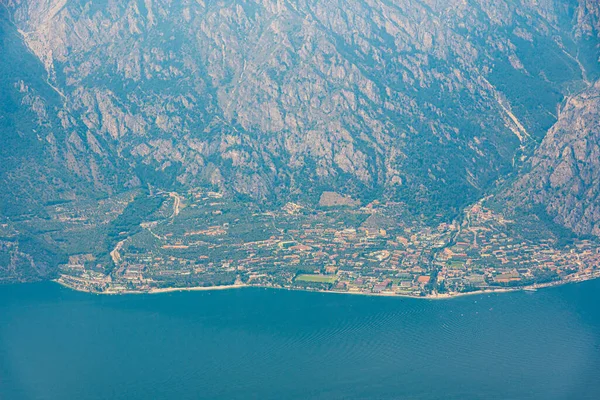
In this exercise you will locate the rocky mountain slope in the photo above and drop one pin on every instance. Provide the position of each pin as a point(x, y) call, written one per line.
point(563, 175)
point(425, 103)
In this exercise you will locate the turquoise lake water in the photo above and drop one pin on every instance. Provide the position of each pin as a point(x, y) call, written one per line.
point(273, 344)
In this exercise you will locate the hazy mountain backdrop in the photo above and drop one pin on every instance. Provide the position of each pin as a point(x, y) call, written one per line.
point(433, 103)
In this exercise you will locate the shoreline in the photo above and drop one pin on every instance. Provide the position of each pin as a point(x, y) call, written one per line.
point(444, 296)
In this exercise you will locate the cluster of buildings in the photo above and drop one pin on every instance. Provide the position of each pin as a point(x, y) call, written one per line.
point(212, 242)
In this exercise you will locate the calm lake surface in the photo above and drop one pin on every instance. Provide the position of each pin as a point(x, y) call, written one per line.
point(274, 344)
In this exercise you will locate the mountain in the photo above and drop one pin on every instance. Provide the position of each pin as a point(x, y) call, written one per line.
+++
PROBLEM TO WORK ON
Can you write out all of the material above again line for line, leaving out the pictures, with every x and y coordinate given for a pin multiplied by 0.75 and rounded to a whole number, halves rounding up?

RESPONSE TO THE TASK
In this exercise you will locate the rocky mountain slope in the photo above and drop one pin on every instance. Provide the position of each pin as a point(x, y) call, written one per line.
point(422, 131)
point(319, 77)
In this exercise you will locate the turquoise lake water in the photo above and drop one pin on every instance. Provide the position of each pin as a point(x, y) call, written one per line.
point(205, 258)
In this exercise you will locate the hazy mountain backdrop in the photo above and drop one pin on every instance. Provide the position of each pin as a point(x, y) call, written one per line.
point(325, 77)
In this exercise you will locate the shoreline in the photo above and drop one pin on every instance. Provide the position of each pin as a point(x, y) call, written one per line.
point(333, 222)
In this exercise you will locate the cluster of buildings in the photo above and drop one pin on every instance. Provide the position of each pin as a point(x, y) call, written one per line.
point(159, 182)
In this exercise you will locate the calm lake surface in the photo above and drop one pin on every instance. Provide the position of each pin as a point(x, y) call, written one per line.
point(206, 258)
In this exercise you will locate the mountain in the photo above and drop one pin on every instance. Provide the position of each pin as a point(x, y) call, written one per line.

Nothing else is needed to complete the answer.